Task goal:
Transcribe the full listing exactly.

• • •

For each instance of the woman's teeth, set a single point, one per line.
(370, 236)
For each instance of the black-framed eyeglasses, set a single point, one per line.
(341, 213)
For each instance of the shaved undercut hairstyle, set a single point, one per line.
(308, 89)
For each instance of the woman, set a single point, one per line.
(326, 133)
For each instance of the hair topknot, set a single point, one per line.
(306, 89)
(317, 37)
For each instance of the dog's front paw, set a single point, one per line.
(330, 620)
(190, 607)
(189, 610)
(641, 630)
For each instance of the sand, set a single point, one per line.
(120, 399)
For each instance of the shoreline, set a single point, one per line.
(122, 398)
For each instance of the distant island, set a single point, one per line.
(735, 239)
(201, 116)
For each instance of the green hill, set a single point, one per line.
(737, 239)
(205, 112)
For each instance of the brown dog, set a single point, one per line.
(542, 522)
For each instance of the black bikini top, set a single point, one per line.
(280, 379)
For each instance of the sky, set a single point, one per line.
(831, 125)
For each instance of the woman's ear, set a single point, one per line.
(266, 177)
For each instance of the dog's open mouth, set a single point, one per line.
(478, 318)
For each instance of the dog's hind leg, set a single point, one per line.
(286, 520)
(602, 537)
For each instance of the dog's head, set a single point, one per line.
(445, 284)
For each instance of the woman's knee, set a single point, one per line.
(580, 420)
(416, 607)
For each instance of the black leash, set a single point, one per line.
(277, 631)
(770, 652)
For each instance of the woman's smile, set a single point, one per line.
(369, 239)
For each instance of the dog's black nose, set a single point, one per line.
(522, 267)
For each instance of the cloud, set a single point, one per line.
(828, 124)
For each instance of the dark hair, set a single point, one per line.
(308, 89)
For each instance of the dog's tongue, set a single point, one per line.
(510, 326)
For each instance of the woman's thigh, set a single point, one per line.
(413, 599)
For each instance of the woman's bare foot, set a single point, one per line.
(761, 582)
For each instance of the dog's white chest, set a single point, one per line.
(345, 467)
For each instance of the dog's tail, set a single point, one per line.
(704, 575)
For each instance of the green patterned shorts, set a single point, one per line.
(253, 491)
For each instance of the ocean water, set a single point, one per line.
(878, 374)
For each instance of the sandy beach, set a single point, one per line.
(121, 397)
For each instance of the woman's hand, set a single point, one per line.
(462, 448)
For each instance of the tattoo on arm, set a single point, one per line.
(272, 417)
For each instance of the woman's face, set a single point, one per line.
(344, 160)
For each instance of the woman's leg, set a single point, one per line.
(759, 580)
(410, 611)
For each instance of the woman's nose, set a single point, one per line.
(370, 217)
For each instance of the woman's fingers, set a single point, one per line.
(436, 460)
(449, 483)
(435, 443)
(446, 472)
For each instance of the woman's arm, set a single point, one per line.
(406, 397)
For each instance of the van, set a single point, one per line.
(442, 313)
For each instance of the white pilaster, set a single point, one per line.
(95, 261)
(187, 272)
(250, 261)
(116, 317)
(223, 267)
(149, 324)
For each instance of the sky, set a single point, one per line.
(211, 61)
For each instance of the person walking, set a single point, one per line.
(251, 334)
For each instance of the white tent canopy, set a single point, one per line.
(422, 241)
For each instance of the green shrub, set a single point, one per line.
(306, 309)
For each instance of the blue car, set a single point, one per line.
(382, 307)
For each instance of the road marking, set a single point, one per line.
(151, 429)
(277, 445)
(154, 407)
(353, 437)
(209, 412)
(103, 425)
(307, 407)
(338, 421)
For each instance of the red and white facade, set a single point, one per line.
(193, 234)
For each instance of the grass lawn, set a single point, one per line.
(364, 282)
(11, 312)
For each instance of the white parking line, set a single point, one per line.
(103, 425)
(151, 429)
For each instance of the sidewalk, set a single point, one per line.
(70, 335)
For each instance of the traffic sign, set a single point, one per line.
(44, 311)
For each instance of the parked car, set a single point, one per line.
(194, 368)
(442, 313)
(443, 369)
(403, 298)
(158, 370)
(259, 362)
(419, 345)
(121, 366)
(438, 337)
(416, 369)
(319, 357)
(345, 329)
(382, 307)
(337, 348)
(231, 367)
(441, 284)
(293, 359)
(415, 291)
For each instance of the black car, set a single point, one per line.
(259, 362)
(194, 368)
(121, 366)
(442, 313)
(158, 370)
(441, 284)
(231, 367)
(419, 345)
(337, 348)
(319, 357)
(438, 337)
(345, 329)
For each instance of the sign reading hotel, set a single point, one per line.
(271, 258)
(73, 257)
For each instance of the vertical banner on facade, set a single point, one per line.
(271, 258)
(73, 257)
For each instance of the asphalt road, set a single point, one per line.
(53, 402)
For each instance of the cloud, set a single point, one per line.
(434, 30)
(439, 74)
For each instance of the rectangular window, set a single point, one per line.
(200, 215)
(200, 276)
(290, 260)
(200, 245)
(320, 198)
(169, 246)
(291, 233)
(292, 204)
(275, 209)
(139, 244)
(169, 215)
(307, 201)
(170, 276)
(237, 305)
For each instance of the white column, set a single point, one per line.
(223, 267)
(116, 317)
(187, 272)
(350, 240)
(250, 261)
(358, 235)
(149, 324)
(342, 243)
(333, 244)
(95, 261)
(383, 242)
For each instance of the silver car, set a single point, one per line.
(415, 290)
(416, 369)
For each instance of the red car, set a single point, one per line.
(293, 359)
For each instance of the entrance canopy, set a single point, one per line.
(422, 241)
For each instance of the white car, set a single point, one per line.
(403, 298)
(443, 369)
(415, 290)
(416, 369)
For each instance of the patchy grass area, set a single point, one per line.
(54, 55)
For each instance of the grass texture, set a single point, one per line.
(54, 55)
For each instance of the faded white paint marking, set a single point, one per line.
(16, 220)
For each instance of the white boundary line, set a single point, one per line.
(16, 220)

• • •

Solution to this task:
For each instance of the woman's teeth, set a single point, one per line.
(370, 236)
For each instance of the black-framed eyeglasses, set a single point, one per line.
(341, 213)
For each instance of the shaved undercut hairstyle, set a single point, one per line.
(308, 89)
For each instance of the woman, set a single point, one per line.
(326, 133)
For each instance of the hair topknot, set a single point, one per line.
(306, 89)
(317, 37)
For each instance of the dog's front paw, set a single point, one per line.
(330, 620)
(190, 607)
(189, 610)
(641, 630)
For each instance of the sand, set a single point, one per line.
(120, 399)
For each instance of the shoreline, set a single point, one per line.
(122, 398)
For each instance of the distant island, set a single point, one per line.
(735, 239)
(201, 116)
For each instance of the green hill, set a single point, one per line.
(737, 239)
(205, 112)
For each instance of the brown dog, set a single point, one per line.
(542, 522)
For each instance of the black bikini top, set a single point, one per line.
(280, 379)
For each instance of the sky, set a single point, one per line.
(831, 125)
For each instance of the woman's ear, set a single point, one per line.
(266, 177)
For each instance of the dog's open mouth, set a single point, one per line.
(478, 318)
For each instance of the dog's hind leg, set a single point, one per line.
(286, 520)
(602, 537)
For each instance of the dog's head, set a single point, one per line.
(445, 284)
For each instance of the woman's knee, set a single point, one per line.
(580, 420)
(416, 607)
For each instance of the black leash, set a single point, one per line.
(277, 631)
(770, 652)
For each instance of the woman's smile, set a single point, one per line.
(369, 239)
For each instance of the dog's black nose, set a single point, one per line.
(522, 267)
For each instance of the cloud, set a single point, one per line.
(828, 124)
For each instance of the dark hair, set a single point, one per line.
(308, 89)
For each instance of the dog's tongue, set a single point, one per line.
(510, 326)
For each instance of the woman's thigh, set a single point, one per line.
(413, 599)
For each instance of the woman's bare foot, set a single point, one per line.
(761, 582)
For each instance of the dog's white chest, set a single point, one per line.
(345, 467)
For each instance of the dog's tail, set a single point, one per line.
(704, 575)
For each instance of the green patterned shorts, set a single point, one per line.
(253, 491)
For each instance of the ocean water, set a single point, one per line.
(878, 374)
For each instance of the sandy beach, set a single point, one per line.
(121, 397)
For each instance of the woman's hand, set a single point, one per line.
(462, 448)
For each instance of the tattoo on arm, set a single point, one per line.
(272, 417)
For each instance of the woman's face, set a single point, one per line.
(344, 160)
For each instance of the woman's leg, set a single point, one per line.
(759, 580)
(410, 611)
For each instance of the woman's nose, set a single point, one per line.
(370, 217)
For each instance of the woman's fingers, set a single point, one per line.
(436, 460)
(449, 483)
(435, 443)
(446, 472)
For each instance of the woman's arm, set a single point, one per line.
(406, 397)
For each instance of the van, set a single point, one per line.
(442, 313)
For each instance of the white pilaster, set a single point, one per line.
(95, 261)
(187, 272)
(250, 261)
(116, 317)
(223, 267)
(149, 324)
For each instance of the sky, set a single point, one per line.
(211, 61)
For each instance of the person walking, set a single point, one per line.
(251, 334)
For each instance of the white tent canopy, set a single point, one per line.
(422, 241)
For each instance of the green shrub, set a single point, one per line.
(306, 309)
For each instance of the blue car, set a single point, one per line.
(382, 307)
For each instance of the road marking, set a single point, one per line.
(151, 429)
(277, 445)
(154, 407)
(353, 437)
(209, 412)
(103, 425)
(307, 407)
(338, 421)
For each instance of the red and white facade, set a single point, one per line.
(193, 234)
For each instance of the grass lawn, set a single point, one per line.
(364, 282)
(11, 312)
For each instance of the white parking line, set a single point, one per line.
(103, 425)
(151, 429)
For each instance of the sidewalk, set a single point, one per line.
(70, 335)
For each instance of the traffic sign, set a single point, one per line.
(44, 311)
For each instance of the parked car, set a single point, one per line.
(194, 368)
(442, 313)
(443, 369)
(403, 298)
(158, 370)
(259, 362)
(419, 345)
(121, 366)
(438, 337)
(416, 369)
(319, 357)
(345, 329)
(382, 307)
(337, 348)
(231, 367)
(441, 284)
(293, 359)
(415, 291)
For each instance of the black car, set a single point, one per line.
(259, 362)
(194, 368)
(121, 366)
(442, 313)
(158, 370)
(441, 284)
(231, 367)
(419, 345)
(337, 348)
(319, 357)
(438, 337)
(345, 329)
For each instance of the sign reading hotel, set a single point, one per line.
(271, 258)
(73, 257)
For each instance of the vertical banner on facade, set a single point, one per line.
(271, 258)
(73, 257)
For each instance of the asphalt road, set a single point, one per line.
(53, 402)
For each instance of the cloud, set a single point, one per line.
(434, 30)
(439, 74)
For each instance of the rectangular window, set a single point, one per line.
(200, 215)
(200, 276)
(290, 260)
(200, 245)
(320, 198)
(169, 246)
(291, 233)
(292, 204)
(275, 209)
(139, 244)
(169, 215)
(307, 201)
(170, 276)
(237, 305)
For each instance of the white column, set a single point, one per line.
(223, 267)
(116, 317)
(187, 272)
(350, 240)
(250, 261)
(358, 235)
(149, 324)
(342, 243)
(333, 244)
(95, 261)
(383, 242)
For each instance of the silver car, set a single point, one per line.
(415, 290)
(416, 369)
For each instance of the red car, set a single point, one per line.
(293, 359)
For each instance of the entrance canopy, set a single point, one per line.
(422, 241)
For each instance of the white car, set a single point, one per line.
(403, 298)
(443, 369)
(415, 290)
(416, 369)
For each instance of the patchy grass area, set a single point, one per line.
(54, 55)
For each instance of the grass texture, set a single point, one per line.
(54, 55)
For each instance of the faded white paint marking, set a single point, one per line.
(16, 220)
For each instance of the white boundary line, set a single point, one per line.
(16, 220)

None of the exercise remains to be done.